### Document source
********************
Le fédéralisme elvétique entre autonomie et cohésion
Des alliances médiévales aux défis modernes : comment le fédéralisme a façonné la Suisse multilingue et reste au cœur de son équilibre politique

Le fédéralisme suisse n’est pas seulement un principe juridique ou une formule de gouvernance, mais une composante vivante de l’identité nationale. Dans un pays qui compte quatre langues officielles et 26 cantons, le système fédéral est le seul moyen possible de maintenir la cohésion, la démocratie et le respect de la diversité locale.
Les origines : un pacte entre égaux
Le terme « fédéralisme » vient du latin foedus, qui signifie pacte ou alliance. Or, c’est précisément une alliance entre cantons et villes du Moyen Âge, à la fin du XIIIe siècle, qui a donné naissance à ce que nous connaissons aujourd’hui sous le nom de Suisse. Contrairement à beaucoup d’autres nations construites autour d’une identité ethnique ou linguistique, la Suisse est une Willensnation, une « nation par la volonté », fondée sur des accords, des compromis et le respect mutuel entre des entités autonomes.
********************
### Données fournies
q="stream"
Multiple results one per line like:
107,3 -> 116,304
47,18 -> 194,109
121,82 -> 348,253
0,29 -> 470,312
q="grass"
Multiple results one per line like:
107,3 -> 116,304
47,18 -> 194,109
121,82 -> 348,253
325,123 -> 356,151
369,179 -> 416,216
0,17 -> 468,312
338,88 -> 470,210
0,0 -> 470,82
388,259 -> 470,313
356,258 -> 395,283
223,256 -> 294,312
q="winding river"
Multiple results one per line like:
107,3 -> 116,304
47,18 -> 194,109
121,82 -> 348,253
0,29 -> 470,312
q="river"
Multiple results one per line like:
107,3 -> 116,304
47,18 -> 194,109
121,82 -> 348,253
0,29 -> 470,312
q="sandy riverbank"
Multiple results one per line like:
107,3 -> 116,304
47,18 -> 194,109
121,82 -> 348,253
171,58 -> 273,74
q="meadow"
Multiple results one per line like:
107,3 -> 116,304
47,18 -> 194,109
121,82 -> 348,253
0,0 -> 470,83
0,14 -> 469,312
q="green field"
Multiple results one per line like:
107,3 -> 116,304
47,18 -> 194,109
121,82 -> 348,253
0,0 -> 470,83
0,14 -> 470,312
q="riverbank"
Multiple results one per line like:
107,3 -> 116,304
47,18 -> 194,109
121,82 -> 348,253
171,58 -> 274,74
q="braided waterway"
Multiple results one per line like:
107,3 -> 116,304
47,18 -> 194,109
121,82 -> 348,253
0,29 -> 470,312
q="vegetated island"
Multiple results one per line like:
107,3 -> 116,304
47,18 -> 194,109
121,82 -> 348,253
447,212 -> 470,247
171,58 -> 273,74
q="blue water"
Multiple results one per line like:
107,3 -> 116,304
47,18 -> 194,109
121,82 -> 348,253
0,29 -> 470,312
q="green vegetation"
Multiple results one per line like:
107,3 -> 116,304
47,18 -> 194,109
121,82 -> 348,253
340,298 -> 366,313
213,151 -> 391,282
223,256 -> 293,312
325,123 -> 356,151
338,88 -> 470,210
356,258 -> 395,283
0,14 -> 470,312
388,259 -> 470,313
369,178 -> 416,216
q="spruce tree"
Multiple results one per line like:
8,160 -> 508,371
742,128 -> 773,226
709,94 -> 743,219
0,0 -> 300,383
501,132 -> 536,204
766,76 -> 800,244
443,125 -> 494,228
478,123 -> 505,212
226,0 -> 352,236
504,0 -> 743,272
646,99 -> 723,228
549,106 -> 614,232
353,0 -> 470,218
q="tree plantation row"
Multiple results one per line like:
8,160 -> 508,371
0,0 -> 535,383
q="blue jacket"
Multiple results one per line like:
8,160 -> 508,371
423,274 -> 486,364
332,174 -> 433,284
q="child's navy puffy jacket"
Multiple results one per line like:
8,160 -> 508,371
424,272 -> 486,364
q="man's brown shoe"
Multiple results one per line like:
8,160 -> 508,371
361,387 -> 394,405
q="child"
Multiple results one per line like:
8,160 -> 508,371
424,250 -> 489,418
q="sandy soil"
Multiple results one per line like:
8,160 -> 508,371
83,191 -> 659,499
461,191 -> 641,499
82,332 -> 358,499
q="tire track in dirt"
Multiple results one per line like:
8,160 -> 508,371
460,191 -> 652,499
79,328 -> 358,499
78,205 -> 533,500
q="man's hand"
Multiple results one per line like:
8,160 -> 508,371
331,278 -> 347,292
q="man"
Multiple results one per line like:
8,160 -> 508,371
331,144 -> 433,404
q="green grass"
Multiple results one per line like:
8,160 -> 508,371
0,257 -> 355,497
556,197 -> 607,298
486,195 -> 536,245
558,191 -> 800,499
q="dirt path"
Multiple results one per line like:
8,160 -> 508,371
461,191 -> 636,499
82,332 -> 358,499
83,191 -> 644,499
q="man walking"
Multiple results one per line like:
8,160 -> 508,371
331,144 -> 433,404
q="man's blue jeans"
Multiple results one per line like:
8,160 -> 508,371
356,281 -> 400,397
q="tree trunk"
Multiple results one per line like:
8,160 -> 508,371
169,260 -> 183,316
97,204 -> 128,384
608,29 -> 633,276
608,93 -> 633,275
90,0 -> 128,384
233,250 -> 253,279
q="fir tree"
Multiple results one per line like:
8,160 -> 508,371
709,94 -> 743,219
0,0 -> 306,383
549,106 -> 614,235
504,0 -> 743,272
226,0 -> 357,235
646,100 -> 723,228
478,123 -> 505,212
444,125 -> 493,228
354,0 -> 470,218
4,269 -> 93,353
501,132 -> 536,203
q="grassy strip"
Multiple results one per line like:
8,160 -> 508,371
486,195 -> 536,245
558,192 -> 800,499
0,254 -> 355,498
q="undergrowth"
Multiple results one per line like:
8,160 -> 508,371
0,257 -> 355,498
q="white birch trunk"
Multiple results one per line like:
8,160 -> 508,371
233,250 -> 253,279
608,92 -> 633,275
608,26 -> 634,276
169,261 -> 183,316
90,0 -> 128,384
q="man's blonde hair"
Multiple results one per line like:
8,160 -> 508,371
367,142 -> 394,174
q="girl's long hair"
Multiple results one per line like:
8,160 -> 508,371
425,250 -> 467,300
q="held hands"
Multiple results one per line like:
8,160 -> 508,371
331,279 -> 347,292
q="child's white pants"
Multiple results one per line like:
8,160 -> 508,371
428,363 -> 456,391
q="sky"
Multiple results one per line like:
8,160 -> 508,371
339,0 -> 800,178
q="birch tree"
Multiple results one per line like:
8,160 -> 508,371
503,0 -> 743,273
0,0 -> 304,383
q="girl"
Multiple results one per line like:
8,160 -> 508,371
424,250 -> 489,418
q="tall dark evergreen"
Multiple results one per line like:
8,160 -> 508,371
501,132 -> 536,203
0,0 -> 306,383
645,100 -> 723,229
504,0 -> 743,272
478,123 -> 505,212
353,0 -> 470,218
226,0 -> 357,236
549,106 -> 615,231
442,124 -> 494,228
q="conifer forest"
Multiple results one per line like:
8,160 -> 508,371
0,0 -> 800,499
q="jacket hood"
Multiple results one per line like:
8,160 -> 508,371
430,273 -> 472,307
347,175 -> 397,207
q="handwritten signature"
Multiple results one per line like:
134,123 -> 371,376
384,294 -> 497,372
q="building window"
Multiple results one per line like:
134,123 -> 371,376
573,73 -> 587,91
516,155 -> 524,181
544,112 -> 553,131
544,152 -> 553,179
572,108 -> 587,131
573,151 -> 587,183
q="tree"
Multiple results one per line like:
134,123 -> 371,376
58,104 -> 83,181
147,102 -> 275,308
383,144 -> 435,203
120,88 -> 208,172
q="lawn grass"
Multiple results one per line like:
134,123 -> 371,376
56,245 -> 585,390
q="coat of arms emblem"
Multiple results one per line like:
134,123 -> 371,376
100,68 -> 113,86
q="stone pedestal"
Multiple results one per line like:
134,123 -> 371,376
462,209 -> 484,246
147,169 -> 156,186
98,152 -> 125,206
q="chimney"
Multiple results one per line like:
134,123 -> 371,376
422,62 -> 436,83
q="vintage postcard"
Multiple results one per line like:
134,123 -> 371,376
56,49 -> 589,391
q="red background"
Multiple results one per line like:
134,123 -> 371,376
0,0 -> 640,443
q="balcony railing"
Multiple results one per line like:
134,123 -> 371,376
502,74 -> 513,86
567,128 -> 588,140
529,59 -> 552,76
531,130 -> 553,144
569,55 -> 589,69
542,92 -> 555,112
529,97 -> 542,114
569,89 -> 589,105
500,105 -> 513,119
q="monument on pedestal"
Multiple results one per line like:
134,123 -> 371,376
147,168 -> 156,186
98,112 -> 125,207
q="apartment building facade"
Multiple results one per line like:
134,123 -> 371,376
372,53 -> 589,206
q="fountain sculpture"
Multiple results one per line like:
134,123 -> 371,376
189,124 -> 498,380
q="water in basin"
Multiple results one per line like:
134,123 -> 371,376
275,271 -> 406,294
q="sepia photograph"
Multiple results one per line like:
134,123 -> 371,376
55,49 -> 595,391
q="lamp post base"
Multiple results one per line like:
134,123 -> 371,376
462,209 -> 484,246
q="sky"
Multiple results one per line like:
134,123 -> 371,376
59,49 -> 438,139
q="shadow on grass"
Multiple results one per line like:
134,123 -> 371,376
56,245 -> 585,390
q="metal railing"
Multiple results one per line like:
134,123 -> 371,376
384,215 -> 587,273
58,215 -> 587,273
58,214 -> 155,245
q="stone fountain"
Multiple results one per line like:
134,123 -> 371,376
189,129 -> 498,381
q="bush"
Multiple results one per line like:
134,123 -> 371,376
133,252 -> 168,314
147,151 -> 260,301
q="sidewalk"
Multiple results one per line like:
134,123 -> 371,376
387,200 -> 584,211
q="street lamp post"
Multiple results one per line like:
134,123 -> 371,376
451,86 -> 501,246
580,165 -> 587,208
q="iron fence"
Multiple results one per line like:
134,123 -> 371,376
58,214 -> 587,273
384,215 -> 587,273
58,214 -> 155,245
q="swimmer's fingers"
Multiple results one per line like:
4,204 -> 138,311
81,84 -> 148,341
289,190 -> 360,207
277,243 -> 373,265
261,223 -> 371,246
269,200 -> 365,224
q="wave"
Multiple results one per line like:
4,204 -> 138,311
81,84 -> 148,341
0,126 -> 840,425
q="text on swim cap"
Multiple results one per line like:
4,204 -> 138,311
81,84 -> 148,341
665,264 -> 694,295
********************
### Travail demandé
**A.** Répondez à chaque point d'après le texte sur le fédéralisme suisse :
(i) Combien de langues officielles et de cantons compte la Suisse ?
(ii) De quel mot latin vient le terme « fédéralisme », et que signifie-t-il ?
(iii) À quelle époque s'est formée l'alliance qui a donné naissance à la Suisse ?
**B.** D'après le texte sur le fédéralisme suisse, pourquoi la Suisse est-elle appelée une « nation par la volonté » ? Répondez en une à trois phrases.
**C.** Poursuivez le texte sur le fédéralisme suisse à partir de sa dernière phrase.

### Réponses par tâche
**A.**
(i) Quatre langues officielles et 26 cantons.
(ii) Du latin foedus, qui signifie pacte ou alliance.
(iii) À la fin du XIIIe siècle, au Moyen Âge.

**B.** Contrairement à beaucoup d'autres nations, la Suisse ne s'est pas construite autour d'une identité ethnique ou linguistique. Elle repose sur des accords, des compromis et le respect mutuel entre des entités autonomes.

**C.**
Trois niveaux de gouvernement : Confédération, cantons, communes
La structure politique suisse comprend trois niveaux : la Confédération, les cantons et plus de 2 100 communes. Le principe de subsidiarité régit la répartition des compétences : tout ce qui peut être géré localement doit l’être. Seul ce que les niveaux inférieurs ne peuvent pas gérer est délégué au niveau supérieur. Les cantons, en particulier, jouissent d’une large autonomie législative, administrative et fiscale, sauf dans les domaines régis par la loi fédérale.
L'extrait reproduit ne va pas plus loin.